- **WHAT YOU NEED TO DO**
According to the article on metabolic surgery, in what year did Henry Buchwald and Richard Varco publish their book on the subject?

- **DOCUMENT TEXT**
In reference to a recently published randomized controlled trial featured in the Lancet Diabetes - Endocrinology , co-author Professor Paul O'Brien, discusses the potential of metabolic surgery...

The report of our recent randomized controlled trial in Lancet Diabetes - Endocrinology1  is a report of metabolic surgery. None of the patients in this trial was obese and we were not seeking weight loss as our primary endpoint. They all had type 2 diabetes and our primary aim was remission of diabetes. We believe this is the first RCT showing the effectiveness of pure metabolic surgery.

The term Metabolic Surgery is in the ascendency. Its rivals, Obesity Surgery and Bariatric Surgery are at risk. The term obesity has never been popular. It is a pejorative. It is a word that, to our lay and even some of our medical communities, carries a stigma, a problem reflecting a weakness of the person and to be solved by the person being stronger. The word bariatric is a resort to the Greek language to hide this unpleasantness.

But, more importantly, both terms are at risk because they are too narrow. They focus on obesity as the primary problem when we worry more about the diseases, the physical and psychosocial disabilities and the shortened length of life that are caused by obesity.  They focus on achieving weight loss as the primary aim when we want our patients to achieve better health, greater quality of life and a longer survival.

The term metabolic surgery has been used for more than 35 years, since Henry Buchwald and Richard Varco published their book of that name in 1978. They provided a broad definition of metabolic surgery - “the operative manipulation of a normal organ or organ system to achieve biological results for potential health gain”. It remains an appropriate definition today. Dr Buchwald went further to lock in the concept of metabolic surgery during the 1980s with a very fine series of studies of a small bowel bypass that aimed purely at the control of severe hypercholesterolemia. More recently, Francesco Rubino, Ricardo Cohen and others have investigated various gut modifications to control diabetes directly rather than through weight loss per se.

A metabolic disease may be defined as one where the processes, regulation or control of converting food to energy is abnormal. Some of the metabolic diseases are amenable to surgical treatment and thus form the basis for metabolic surgery. Obesity itself is a metabolic disease and, along with type 2 diabetes, is one of the two principal diseases that attract metabolic surgical treatments. Others include the dyslipidaemias, hypertension, the atheromatous coronary and peripheral vascular diseases, polycystic ovary syndrome, non-alcoholic steatohepatitis, obstructive sleep apnoea and number of common cancers.

The number of people in the world already suffering or at risk of metabolic disease is beyond counting. There are now more than 300 million with diabetes and three times that number with prediabetes. There are 500 million with obesity and another 1.5 billion are overweight. And there are probably 500 million with the metabolic syndrome. The metabolic diseases represent the greatest health threat we have.

Metabolic surgery can change whole body metabolism. Its effects can include improved glucose homeostasis through changes in insulin resistance or improved pancreatic β cell function, modulation of multiple gut hormones and adipokines as well as changes in immune competence, cellular energetics and inflammation. Metabolic surgery can reduce the risks of cardiovascular diseases, diabetes and cancer. And it can change weight.

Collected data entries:
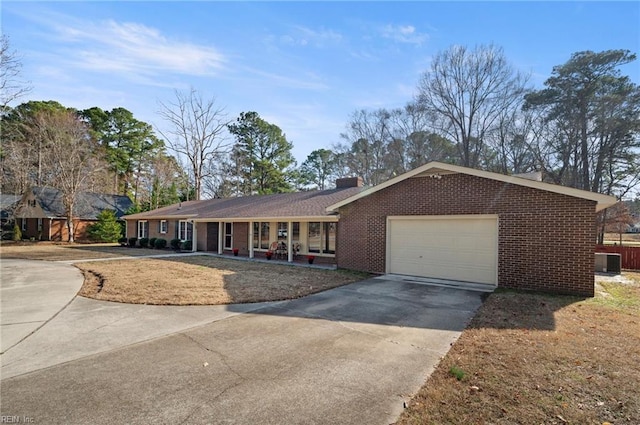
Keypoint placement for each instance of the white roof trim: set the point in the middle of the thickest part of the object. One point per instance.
(602, 201)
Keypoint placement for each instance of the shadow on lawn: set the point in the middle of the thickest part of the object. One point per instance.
(510, 309)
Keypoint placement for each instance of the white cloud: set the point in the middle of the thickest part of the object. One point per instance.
(404, 34)
(303, 36)
(135, 49)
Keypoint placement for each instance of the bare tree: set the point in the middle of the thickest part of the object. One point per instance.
(12, 86)
(466, 91)
(197, 132)
(367, 138)
(71, 158)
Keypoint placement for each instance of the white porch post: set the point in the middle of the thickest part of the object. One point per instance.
(220, 237)
(250, 239)
(194, 236)
(289, 244)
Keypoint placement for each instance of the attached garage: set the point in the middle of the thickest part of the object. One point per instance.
(463, 248)
(450, 222)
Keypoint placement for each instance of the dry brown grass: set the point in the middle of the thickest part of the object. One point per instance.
(60, 251)
(541, 359)
(204, 280)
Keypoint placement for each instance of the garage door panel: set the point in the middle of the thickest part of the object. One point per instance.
(446, 248)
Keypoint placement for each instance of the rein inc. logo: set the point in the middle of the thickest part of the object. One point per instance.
(7, 419)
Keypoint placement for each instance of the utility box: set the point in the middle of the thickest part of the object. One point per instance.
(608, 263)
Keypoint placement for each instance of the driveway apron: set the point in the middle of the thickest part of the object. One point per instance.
(353, 354)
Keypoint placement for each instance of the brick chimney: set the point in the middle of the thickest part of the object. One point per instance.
(349, 182)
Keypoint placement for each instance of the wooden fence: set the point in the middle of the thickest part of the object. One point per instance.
(630, 255)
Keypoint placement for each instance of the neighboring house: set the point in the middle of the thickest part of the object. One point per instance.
(7, 206)
(41, 214)
(438, 221)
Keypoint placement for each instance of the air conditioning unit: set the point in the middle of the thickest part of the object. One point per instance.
(608, 263)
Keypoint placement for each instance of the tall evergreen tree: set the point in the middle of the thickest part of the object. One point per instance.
(262, 154)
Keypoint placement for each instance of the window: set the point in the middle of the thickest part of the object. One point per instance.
(185, 230)
(228, 235)
(296, 231)
(322, 237)
(143, 229)
(315, 236)
(261, 235)
(282, 231)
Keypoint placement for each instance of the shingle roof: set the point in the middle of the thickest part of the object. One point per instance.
(282, 205)
(88, 205)
(8, 203)
(439, 169)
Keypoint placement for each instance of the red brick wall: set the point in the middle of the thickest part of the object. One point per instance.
(546, 240)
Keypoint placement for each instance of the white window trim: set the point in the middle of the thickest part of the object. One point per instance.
(228, 234)
(183, 235)
(141, 228)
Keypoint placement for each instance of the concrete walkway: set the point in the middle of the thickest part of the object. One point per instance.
(352, 354)
(31, 293)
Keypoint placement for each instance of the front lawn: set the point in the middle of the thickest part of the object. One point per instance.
(204, 280)
(61, 251)
(541, 359)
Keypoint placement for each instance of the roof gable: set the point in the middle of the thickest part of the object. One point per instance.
(439, 169)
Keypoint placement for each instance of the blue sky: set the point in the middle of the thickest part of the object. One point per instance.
(304, 66)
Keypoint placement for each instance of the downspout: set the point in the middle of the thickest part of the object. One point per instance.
(250, 239)
(194, 242)
(220, 237)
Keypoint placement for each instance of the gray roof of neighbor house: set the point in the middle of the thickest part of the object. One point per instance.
(8, 203)
(88, 205)
(310, 204)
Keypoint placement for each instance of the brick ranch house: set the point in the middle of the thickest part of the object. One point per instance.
(437, 221)
(42, 216)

- **ANSWER TO THIS TASK**
1978